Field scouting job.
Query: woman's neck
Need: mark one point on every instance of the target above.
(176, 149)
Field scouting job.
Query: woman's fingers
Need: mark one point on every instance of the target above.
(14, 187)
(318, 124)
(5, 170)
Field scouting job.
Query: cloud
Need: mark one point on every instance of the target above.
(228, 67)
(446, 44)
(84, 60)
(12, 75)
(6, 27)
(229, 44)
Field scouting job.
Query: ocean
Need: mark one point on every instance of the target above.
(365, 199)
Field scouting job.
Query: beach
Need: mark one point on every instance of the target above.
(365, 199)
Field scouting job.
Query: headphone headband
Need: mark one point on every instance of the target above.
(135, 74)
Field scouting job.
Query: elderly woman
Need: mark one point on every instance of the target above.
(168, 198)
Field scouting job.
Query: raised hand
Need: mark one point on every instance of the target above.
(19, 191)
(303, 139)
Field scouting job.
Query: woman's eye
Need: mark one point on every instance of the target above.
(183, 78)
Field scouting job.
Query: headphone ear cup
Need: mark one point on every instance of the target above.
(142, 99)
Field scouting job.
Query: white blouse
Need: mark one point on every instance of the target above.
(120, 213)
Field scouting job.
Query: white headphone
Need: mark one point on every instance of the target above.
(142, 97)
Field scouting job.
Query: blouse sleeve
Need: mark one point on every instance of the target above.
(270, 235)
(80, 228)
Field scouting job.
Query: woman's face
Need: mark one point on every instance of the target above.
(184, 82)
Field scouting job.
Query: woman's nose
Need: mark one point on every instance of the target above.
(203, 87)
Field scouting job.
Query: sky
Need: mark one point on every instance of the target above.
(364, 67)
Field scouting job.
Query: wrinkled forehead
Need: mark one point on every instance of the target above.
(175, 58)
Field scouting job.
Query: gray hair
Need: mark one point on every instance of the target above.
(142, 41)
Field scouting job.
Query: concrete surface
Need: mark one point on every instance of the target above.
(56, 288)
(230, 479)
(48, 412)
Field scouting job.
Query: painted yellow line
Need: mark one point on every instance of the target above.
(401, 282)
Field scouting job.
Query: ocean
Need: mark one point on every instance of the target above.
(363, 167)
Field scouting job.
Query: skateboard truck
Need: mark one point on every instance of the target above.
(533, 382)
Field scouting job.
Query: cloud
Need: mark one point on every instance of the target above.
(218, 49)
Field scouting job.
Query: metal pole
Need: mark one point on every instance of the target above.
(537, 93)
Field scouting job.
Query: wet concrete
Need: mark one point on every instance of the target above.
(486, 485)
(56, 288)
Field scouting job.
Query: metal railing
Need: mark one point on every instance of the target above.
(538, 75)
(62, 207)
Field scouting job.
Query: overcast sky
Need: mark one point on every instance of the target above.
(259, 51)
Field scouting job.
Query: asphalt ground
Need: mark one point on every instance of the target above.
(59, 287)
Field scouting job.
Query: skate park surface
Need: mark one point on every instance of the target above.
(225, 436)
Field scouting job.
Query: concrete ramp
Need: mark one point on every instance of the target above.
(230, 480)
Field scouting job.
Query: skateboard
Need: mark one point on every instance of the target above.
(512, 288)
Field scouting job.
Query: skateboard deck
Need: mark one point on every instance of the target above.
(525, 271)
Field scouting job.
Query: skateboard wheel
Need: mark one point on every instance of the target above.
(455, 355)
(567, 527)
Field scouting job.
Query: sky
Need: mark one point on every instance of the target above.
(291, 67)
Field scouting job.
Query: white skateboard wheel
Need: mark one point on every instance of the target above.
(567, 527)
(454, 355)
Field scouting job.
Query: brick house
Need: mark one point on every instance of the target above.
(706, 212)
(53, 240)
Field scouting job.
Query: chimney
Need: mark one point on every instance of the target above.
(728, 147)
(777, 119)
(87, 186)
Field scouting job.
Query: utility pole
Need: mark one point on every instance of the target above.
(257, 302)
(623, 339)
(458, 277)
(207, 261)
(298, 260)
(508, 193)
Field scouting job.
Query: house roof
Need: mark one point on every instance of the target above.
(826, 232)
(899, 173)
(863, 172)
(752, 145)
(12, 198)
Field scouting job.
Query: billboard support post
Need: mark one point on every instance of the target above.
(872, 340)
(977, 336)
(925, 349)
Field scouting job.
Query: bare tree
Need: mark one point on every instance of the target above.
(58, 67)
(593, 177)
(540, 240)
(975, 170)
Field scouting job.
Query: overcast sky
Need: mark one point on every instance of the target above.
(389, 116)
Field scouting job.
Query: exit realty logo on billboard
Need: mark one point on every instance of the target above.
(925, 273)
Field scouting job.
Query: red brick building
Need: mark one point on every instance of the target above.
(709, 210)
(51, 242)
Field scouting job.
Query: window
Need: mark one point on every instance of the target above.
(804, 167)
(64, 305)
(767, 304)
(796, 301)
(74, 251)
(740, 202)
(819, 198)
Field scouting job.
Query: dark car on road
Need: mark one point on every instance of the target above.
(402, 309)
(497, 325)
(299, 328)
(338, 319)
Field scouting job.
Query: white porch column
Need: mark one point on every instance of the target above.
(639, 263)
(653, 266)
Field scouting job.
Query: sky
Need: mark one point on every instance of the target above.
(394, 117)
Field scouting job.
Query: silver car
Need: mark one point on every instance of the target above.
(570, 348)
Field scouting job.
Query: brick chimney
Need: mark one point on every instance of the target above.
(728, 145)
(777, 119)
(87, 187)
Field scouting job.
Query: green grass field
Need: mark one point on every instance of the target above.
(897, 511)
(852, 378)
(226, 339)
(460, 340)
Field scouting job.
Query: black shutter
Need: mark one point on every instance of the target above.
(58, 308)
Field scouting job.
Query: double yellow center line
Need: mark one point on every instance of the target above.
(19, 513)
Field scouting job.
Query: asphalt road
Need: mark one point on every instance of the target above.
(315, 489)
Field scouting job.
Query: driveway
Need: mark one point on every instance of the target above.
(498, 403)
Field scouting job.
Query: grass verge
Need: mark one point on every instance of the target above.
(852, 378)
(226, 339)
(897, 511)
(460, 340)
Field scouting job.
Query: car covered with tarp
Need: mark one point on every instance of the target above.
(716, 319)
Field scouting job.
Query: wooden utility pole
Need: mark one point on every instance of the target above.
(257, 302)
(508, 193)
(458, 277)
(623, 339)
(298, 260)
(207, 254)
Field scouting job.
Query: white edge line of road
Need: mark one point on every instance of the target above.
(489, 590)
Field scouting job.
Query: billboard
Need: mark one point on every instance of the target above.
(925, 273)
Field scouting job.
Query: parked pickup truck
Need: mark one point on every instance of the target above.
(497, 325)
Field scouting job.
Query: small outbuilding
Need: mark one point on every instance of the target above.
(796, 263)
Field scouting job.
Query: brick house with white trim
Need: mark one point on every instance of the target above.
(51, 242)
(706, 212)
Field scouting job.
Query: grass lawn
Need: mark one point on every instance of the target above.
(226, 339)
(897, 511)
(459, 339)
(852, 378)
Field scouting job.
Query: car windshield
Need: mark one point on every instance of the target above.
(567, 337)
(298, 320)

### INSTRUCTIONS FOR THE TASK
Could you output every entry above exactly as it stands?

### COMPLETED EXERCISE
Field scouting job.
Query: woman's neck
Need: mark one point on every instance of the target above.
(176, 149)
Field scouting job.
Query: woman's fingers
Need: mark one point on every instance of the target above.
(14, 187)
(318, 124)
(5, 170)
Field scouting job.
Query: cloud
Need: mark one point on every instance of the target above.
(228, 67)
(446, 44)
(84, 60)
(12, 75)
(6, 27)
(229, 44)
Field scouting job.
Query: ocean
Need: mark one point on every instance of the target above.
(365, 199)
Field scouting job.
Query: beach
Need: mark one point on every instance of the target above.
(365, 199)
Field scouting job.
Query: headphone headband
Need: mark one point on every instance of the target above.
(135, 74)
Field scouting job.
Query: elderly woman
Need: mark one point on every instance of the target above.
(168, 198)
Field scouting job.
Query: raised hand
Need: mark one point on every instance of the target above.
(19, 191)
(303, 139)
Field scouting job.
Query: woman's eye
Need: mark one point on every instance of the target above.
(183, 78)
Field scouting job.
Query: headphone ear cup
Need: mark one point on every instance of the target above.
(142, 99)
Field scouting job.
Query: white blouse
Need: mark one point on every instance of the target above.
(120, 213)
Field scouting job.
Query: white headphone
Need: mark one point on every instance of the target above.
(142, 97)
Field scouting job.
Query: blouse sleeve
Need: mark one point on every instance of the target above.
(270, 235)
(80, 228)
Field scouting job.
Query: woman's face
Need: mark one point on every instance of the target above.
(184, 82)
Field scouting job.
Query: woman's nose
Need: mark one point on every instance of the target above.
(203, 87)
Field scouting job.
Query: sky
Need: mark one point on every instance of the target above.
(364, 67)
Field scouting job.
Query: wrinkled forehead
Need: mark one point on every instance of the target above.
(175, 58)
Field scouting job.
Query: gray hair
Need: mark one point on every instance of the target above.
(142, 41)
Field scouting job.
Query: concrete surface
Need: mark one point on every instance of the target above.
(56, 288)
(230, 479)
(48, 412)
Field scouting job.
Query: painted yellow line
Need: mark one point on every instance of the target above.
(401, 282)
Field scouting job.
Query: ocean
Need: mark one point on every instance of the target above.
(363, 167)
Field scouting job.
Query: skateboard truck
Need: mark one point on every instance of the target above.
(533, 382)
Field scouting job.
Query: cloud
Need: mark one point on every instance of the target above.
(218, 49)
Field scouting job.
Query: metal pole
Need: mark one point on every instance of the target above.
(537, 93)
Field scouting job.
Query: wet concrete
Need: mark one point on every instance of the target above.
(486, 485)
(56, 288)
Field scouting job.
Query: metal railing
Need: mark one point on every instance of the target above.
(538, 75)
(62, 207)
Field scouting job.
Query: overcast sky
Need: mark one point on every instance of the target above.
(259, 51)
Field scouting job.
Query: asphalt ground
Need: mark one point on every instance of the target above.
(59, 287)
Field scouting job.
Query: skate park surface
Need: mark one point on every instance of the target above.
(225, 436)
Field scouting job.
Query: concrete ramp
Need: mark one point on every instance of the target above.
(230, 480)
Field scouting job.
Query: skateboard
Need: mark one point on every instance of the target above.
(512, 288)
Field scouting job.
Query: skateboard deck
Need: mark one point on every instance of the target above.
(525, 271)
Field scouting job.
Query: skateboard wheel
Need: mark one point on every instance of the target above.
(455, 355)
(567, 527)
Field scouting job.
Query: sky
Need: mark one point on every instance of the target above.
(291, 67)
Field scouting job.
Query: white skateboard wheel
Need: mark one point on every instance of the target above.
(567, 527)
(454, 355)
Field scouting job.
Query: brick house
Need: mark one point on every instance of the target above.
(706, 212)
(53, 240)
Field scouting job.
Query: chimney
Need: mark one point on every instance of the target above.
(728, 147)
(777, 119)
(87, 186)
Field scouting job.
Query: utility pole
Need: mark one point on every instance of the target above.
(257, 302)
(623, 339)
(458, 277)
(207, 261)
(298, 260)
(508, 193)
Field scouting job.
Query: house roof
Need: mark one point on every instance of the target above.
(826, 232)
(899, 173)
(863, 172)
(752, 145)
(12, 198)
Field scouting job.
Query: billboard support post
Need: mark one point on every instance of the target above.
(872, 340)
(977, 336)
(925, 349)
Field scouting job.
Query: bare tree
Need: mark one point on every instance of the target above.
(58, 67)
(593, 177)
(540, 240)
(975, 170)
Field scouting job.
Query: overcast sky
Need: mark one point on every instance of the target above.
(389, 116)
Field scouting job.
Query: exit realty logo on billboard
Need: mark one point on every instance of the target above.
(925, 273)
Field scouting job.
Query: red brick building
Need: mark one point on every instance of the target above.
(709, 210)
(51, 242)
Field scouting job.
Query: window
Need: mark one point on every instance of the target above.
(804, 167)
(64, 305)
(767, 304)
(796, 301)
(74, 251)
(740, 202)
(819, 198)
Field scouting job.
Query: dark car on road
Need: mark one point on every instance of the target above.
(402, 309)
(497, 325)
(299, 328)
(338, 319)
Field scouting job.
Query: white porch column
Need: mark one point on every instance of the target above.
(639, 263)
(653, 266)
Field scouting job.
Query: sky
Need: mark one point on every instance of the target above.
(394, 117)
Field scouting job.
Query: silver car
Need: mark one point on every instance of the target above.
(570, 348)
Field scouting job.
Query: brick chimney
Need: mark one point on every instance of the target above.
(728, 145)
(777, 119)
(87, 187)
Field scouting job.
Query: green grass field
Need: mark one point on every instance of the target above.
(897, 511)
(852, 378)
(226, 339)
(460, 340)
Field scouting job.
Query: black shutter
Need: mark one point on every instance of the target above.
(58, 308)
Field scouting job.
Query: double yellow center line
Need: mark one point on every instance of the target above.
(19, 513)
Field scouting job.
Query: asphalt road
Need: mark one point on every instance of the target above.
(315, 489)
Field scouting job.
Query: driveway
Need: mark one point on every instance of the target above.
(498, 403)
Field scouting job.
Query: grass verge
Need: mark one point on every instance of the target above.
(852, 378)
(226, 339)
(897, 511)
(460, 340)
Field scouting job.
Query: car covered with tarp
Need: mark one point on every instance of the target above.
(716, 319)
Field scouting job.
Query: wooden utility pole
Need: mark one point on every instance of the target above.
(257, 302)
(508, 193)
(458, 277)
(623, 339)
(298, 260)
(207, 254)
Field scouting job.
Query: white edge line of road
Need: mark one point on every instance of the target above.
(489, 590)
Field scouting job.
Query: billboard
Need: mark one point on every instance of the target above.
(925, 273)
Field scouting job.
Query: parked pickup truck
Need: mark one point on every instance of the target above.
(497, 325)
Field scouting job.
Query: small outbuilding
Need: mark one point on every instance of the target above.
(796, 263)
Field scouting job.
Query: brick house with white trim
Need: mark one point on every instance of the target above.
(51, 242)
(706, 212)
Field scouting job.
Query: grass lawn
Need: mark one point on every instance of the target above.
(226, 339)
(897, 511)
(459, 339)
(852, 378)
Field scouting job.
Query: car windshield
Need: mark one point on every instance of the target above.
(567, 337)
(298, 320)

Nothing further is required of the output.